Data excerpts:
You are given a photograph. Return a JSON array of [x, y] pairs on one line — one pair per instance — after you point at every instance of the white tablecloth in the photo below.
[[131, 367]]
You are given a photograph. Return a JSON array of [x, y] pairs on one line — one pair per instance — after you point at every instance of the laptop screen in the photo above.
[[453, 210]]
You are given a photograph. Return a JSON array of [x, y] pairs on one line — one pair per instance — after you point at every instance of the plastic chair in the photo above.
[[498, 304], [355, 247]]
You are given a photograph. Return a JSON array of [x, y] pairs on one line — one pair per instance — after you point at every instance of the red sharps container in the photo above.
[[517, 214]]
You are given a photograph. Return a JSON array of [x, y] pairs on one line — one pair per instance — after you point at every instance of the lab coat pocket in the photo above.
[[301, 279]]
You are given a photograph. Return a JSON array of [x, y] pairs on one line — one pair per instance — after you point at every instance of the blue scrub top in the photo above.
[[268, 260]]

● **DIRECTIONS**
All of the data above should be reproduced verbatim.

● **EXERCISE ANSWER**
You are given a photograph. Return a JSON array of [x, y] pairs on one line — one pair per instance — after you point at every instance of the white tablecloth in the photo below.
[[131, 367]]
You are given a photograph. Return a JSON array of [x, y] pairs on one line — one pair per instance — after you point at every instance of the laptop screen in the photo above.
[[453, 210]]
You are given a photograph. Return a JSON array of [x, y] pairs on one line — one pair per instance — after you point at every instance of the plastic chair in the photo above.
[[498, 304], [355, 247]]
You are given a photograph. Return a JSON array of [x, y] pairs on one line — one pair per instance — after you point at every instance of the red sharps container in the photo above.
[[517, 214]]
You are given a photograph. Return a JSON array of [x, y] pairs on one line — one pair per instance — after you point at every instance of the lab coat pocket in the photo above.
[[301, 279]]
You are given a photograph. Return a JSON array of [x, y] pairs on one line — one pair per instance — after you point at every instance of the blue scrub top in the photo above.
[[268, 260]]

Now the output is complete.